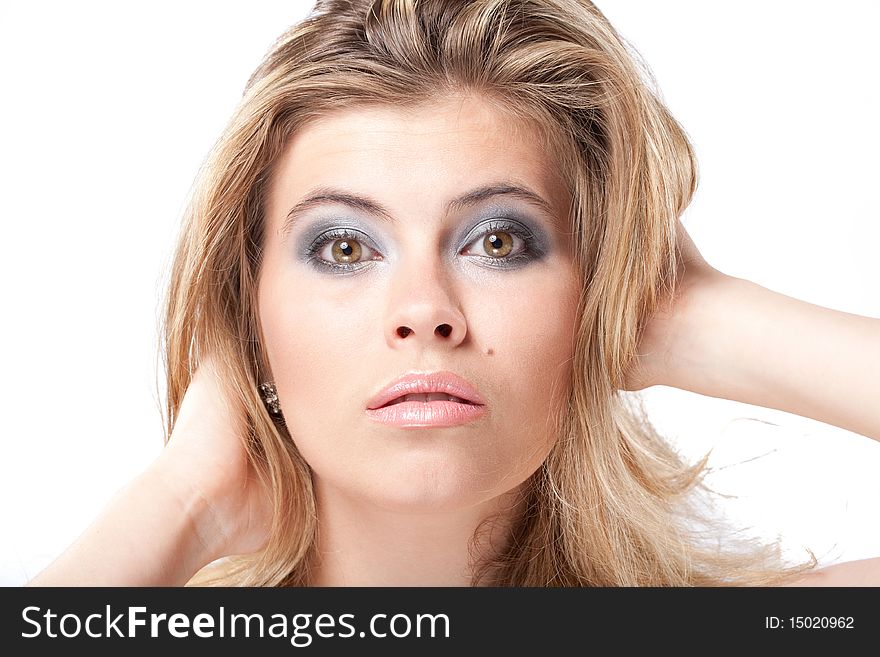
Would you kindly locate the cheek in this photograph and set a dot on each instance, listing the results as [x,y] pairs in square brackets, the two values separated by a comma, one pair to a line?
[314,344]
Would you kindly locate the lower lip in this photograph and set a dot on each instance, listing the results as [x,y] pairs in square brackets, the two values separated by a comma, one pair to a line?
[426,414]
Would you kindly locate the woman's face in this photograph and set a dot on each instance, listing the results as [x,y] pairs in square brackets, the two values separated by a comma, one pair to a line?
[414,243]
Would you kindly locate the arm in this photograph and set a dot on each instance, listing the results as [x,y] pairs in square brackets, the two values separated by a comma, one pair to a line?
[749,344]
[730,338]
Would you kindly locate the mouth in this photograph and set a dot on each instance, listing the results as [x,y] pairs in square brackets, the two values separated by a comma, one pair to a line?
[427,397]
[427,400]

• • •

* _TO BE DONE_:
Write out every line of the entries above as a JSON list of strings, one string per line, skipping blank lines and leaving out the pictures.

* _EXERCISE RESPONSE_:
[
  "Would you kindly locate the cheek in this photograph and set a dot on each instance, listing the results as [x,y] pairs in square brackets, the two values separated by a comma, one pair to a line?",
  "[314,344]",
  "Would you kindly locate the lower lip in this photograph and set a dot on each instance, listing the results as [x,y] pairs in square brackets, the two values separated by a comma, one pair to a line?",
  "[426,414]",
  "Would you kindly locate the woman's face in this photograph and set a dot on each instance, listing the results as [x,y] pairs in square brackets, the two values separated by a comma, one pair to a line?",
  "[414,243]",
  "Would you kindly locate the arm in this photograph and set a dot on each instance, listing the results as [x,y] pairs in square brackets, the two values separated by a comma, one pair to a line?",
  "[749,344]",
  "[730,338]",
  "Would you kindly locate the mouth in this photograph and set a dot on each instance, listing the results as [x,y] pairs in square brackets, the two values separated by a comma, one pair to a line?",
  "[427,397]",
  "[427,400]"
]